Exercise objective: Locate every line in the material below that contains the word "each", and copy those lines.
_ _ _ _
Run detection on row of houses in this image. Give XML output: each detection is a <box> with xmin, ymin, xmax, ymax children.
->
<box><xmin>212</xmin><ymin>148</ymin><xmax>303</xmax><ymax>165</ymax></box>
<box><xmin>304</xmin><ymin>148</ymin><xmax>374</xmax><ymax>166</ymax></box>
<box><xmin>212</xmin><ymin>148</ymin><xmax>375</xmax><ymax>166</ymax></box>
_ _ _ _
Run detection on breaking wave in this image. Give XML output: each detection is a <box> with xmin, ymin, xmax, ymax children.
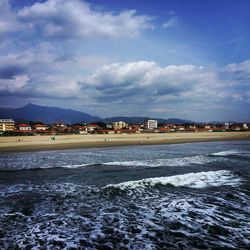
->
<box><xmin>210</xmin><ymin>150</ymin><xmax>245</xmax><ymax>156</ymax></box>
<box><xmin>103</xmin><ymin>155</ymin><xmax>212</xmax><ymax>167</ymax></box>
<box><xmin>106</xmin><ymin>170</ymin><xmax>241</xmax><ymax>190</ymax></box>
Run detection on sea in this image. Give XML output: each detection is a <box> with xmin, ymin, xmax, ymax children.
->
_ _ _ _
Expected answer:
Run detection on row of houses in this image. Give XML output: each detection is a <box> with xmin, ymin, xmax, ymax children.
Run detection on breaking wave in this image. Give XML output: each detection is a <box> with xmin, ymin, xmax, ymax children.
Run detection on sea in this image. Give XML output: each detection is a <box> with xmin, ymin, xmax, ymax children.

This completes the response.